[Exercise details]
Search the entries below for the string "truck" and copy the lines that hold it.

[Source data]
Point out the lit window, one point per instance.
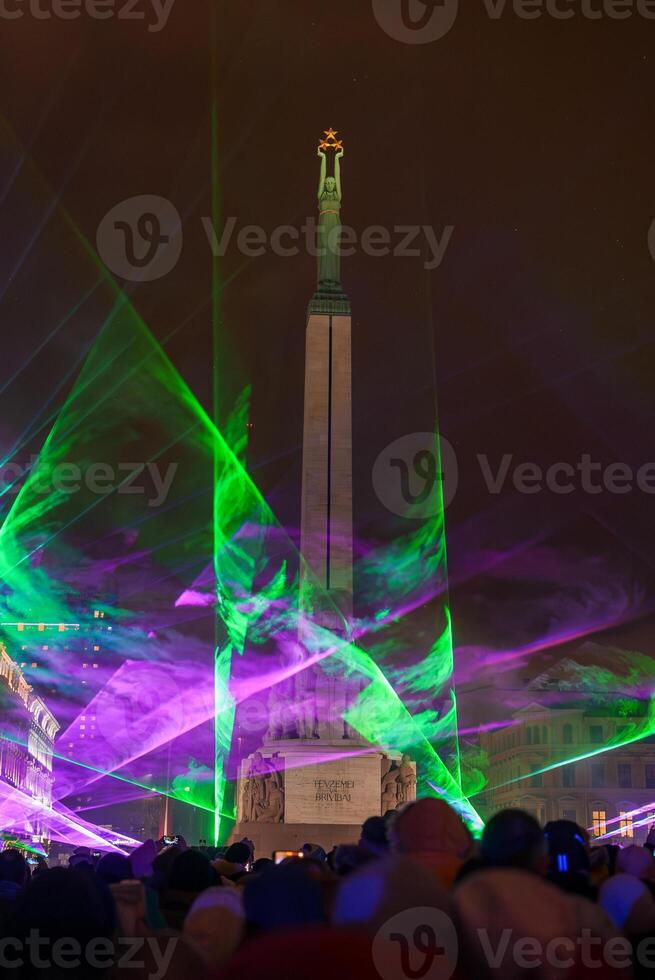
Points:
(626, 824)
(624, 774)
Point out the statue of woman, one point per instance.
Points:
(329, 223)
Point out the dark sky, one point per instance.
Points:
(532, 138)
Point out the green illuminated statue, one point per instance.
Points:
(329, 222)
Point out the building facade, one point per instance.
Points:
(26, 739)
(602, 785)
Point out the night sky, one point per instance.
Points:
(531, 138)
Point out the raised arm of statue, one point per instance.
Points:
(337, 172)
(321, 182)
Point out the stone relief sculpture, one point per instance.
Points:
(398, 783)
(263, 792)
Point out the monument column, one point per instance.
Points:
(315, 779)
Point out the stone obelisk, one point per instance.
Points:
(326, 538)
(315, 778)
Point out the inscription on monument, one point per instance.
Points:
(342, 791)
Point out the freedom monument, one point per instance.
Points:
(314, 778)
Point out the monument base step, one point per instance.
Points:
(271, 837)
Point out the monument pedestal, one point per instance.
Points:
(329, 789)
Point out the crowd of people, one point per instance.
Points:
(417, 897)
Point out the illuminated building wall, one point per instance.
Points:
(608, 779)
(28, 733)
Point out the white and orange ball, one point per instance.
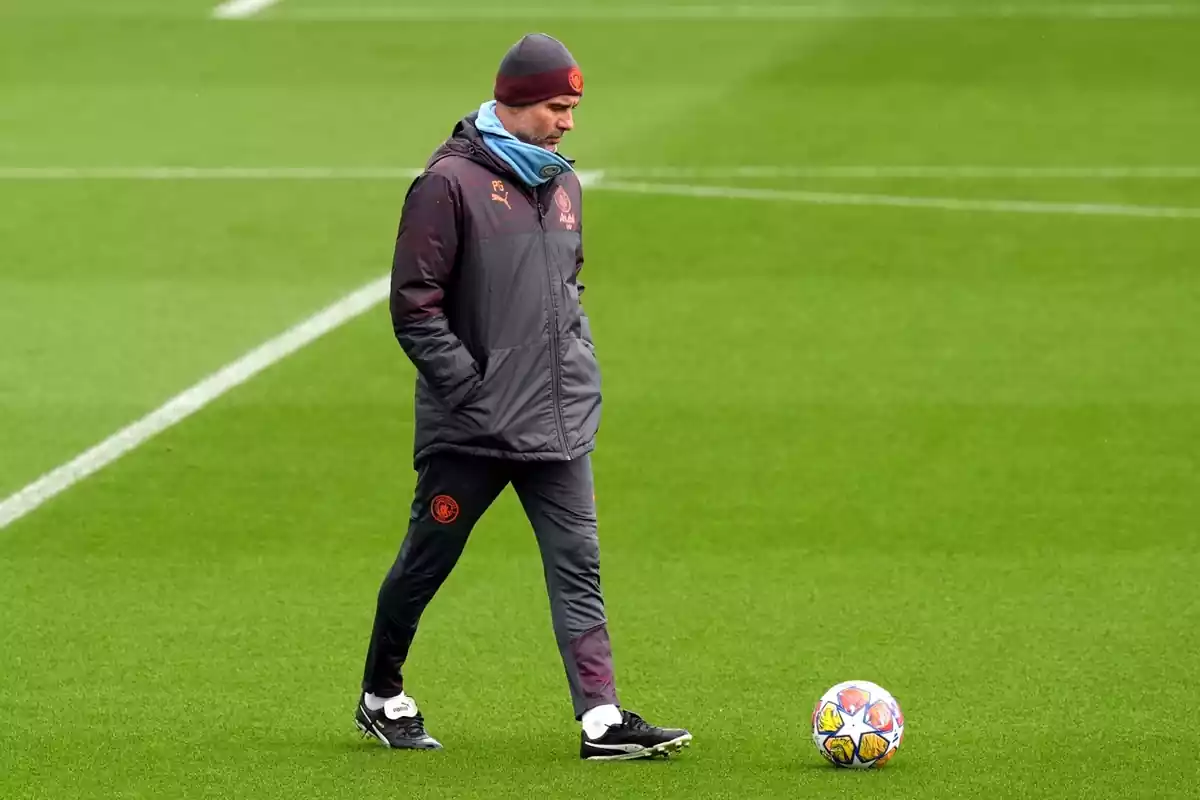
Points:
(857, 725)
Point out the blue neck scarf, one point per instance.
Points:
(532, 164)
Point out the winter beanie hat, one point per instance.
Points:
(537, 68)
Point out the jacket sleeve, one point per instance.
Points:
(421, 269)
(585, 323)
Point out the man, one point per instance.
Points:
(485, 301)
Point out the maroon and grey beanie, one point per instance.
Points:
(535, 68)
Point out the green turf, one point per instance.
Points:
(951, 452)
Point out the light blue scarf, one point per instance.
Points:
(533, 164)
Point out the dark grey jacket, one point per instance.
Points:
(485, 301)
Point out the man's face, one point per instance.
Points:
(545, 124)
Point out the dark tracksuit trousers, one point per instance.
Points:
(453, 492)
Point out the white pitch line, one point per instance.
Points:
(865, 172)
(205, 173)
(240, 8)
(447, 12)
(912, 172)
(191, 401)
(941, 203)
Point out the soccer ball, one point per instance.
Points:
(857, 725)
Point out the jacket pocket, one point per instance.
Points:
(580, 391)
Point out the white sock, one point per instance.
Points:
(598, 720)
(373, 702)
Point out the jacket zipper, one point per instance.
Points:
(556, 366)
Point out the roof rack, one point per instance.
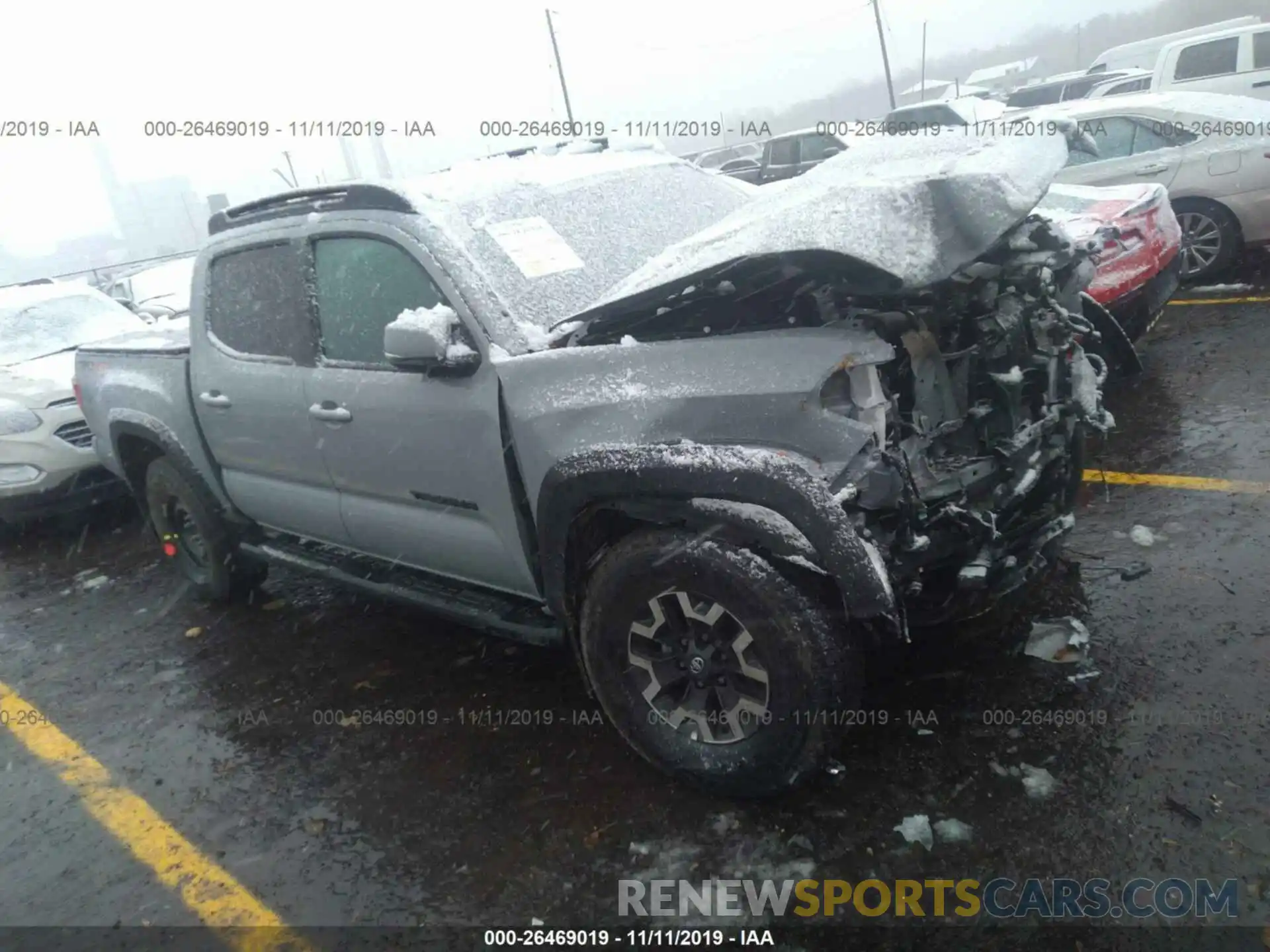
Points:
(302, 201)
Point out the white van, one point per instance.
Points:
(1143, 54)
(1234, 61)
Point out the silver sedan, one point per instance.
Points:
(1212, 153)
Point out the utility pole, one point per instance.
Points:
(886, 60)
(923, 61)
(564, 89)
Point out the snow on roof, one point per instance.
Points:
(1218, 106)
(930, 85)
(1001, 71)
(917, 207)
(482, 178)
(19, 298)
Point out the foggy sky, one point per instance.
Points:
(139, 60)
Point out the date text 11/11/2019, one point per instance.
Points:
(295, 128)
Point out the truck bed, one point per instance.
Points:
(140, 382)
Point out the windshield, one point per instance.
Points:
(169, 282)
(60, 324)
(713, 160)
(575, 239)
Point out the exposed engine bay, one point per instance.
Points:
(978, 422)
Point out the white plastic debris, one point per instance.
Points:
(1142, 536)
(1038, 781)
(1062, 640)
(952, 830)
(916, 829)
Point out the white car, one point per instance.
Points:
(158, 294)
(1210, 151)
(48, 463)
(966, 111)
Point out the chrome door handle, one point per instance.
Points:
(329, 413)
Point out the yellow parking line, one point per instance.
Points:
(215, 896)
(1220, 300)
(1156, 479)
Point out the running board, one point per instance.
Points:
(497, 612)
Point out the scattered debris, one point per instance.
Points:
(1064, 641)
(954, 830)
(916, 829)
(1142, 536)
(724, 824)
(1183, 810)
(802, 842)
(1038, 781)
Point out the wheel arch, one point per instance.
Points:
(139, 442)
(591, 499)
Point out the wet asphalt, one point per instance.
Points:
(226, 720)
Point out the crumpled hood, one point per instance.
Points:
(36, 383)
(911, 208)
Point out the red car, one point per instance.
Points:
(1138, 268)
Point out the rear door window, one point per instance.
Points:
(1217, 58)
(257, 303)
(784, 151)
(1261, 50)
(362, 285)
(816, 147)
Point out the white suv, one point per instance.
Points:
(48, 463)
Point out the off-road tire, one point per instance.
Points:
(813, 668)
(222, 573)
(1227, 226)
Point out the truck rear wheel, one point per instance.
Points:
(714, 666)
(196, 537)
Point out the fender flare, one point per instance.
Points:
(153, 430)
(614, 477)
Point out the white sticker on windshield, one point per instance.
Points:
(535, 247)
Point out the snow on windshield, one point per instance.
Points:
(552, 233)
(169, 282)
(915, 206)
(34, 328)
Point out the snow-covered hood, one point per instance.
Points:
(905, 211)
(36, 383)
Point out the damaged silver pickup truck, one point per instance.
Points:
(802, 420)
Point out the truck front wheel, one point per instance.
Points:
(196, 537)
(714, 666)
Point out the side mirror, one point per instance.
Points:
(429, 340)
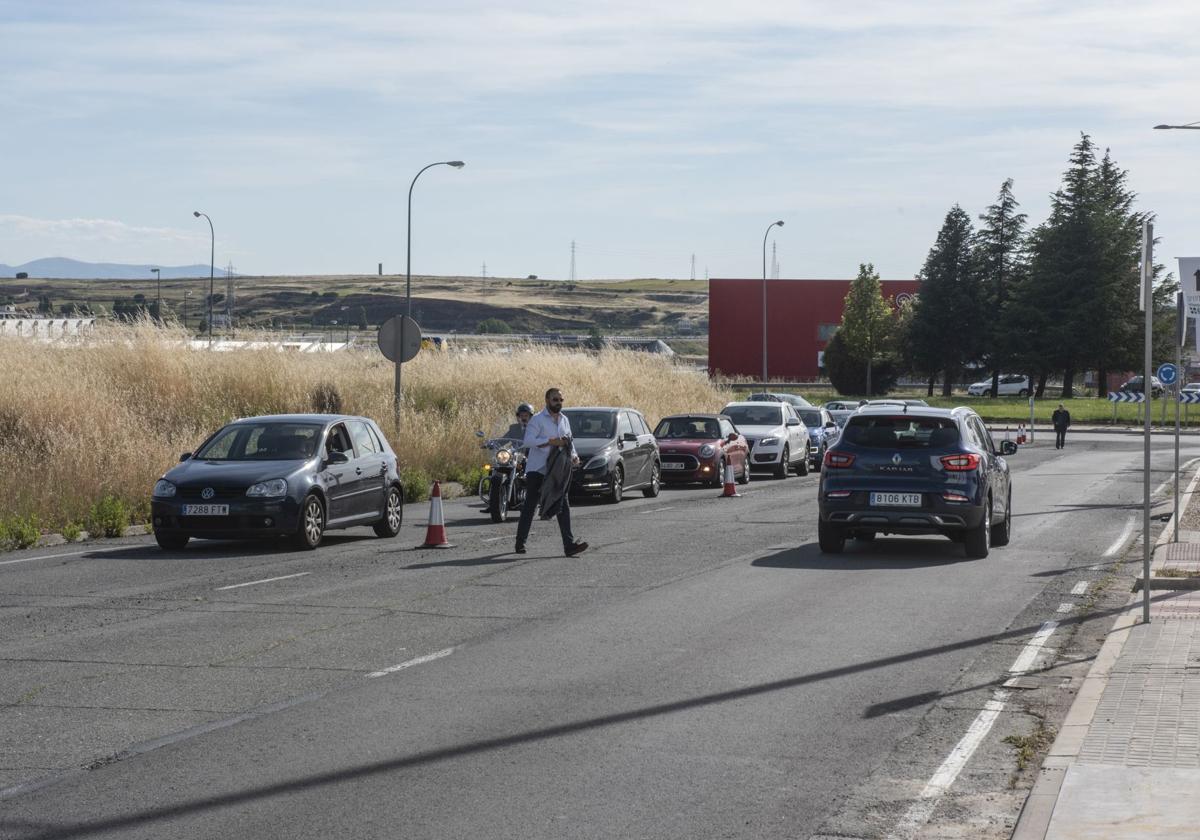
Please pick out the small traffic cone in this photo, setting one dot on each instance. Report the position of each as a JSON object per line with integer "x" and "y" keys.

[Task output]
Point out the truck bed, one point per instance.
Point out the truck rear wheel, one point per instance.
Point out the damaged silver pickup truck, one point per instance.
Point out the truck front wheel, one point per instance.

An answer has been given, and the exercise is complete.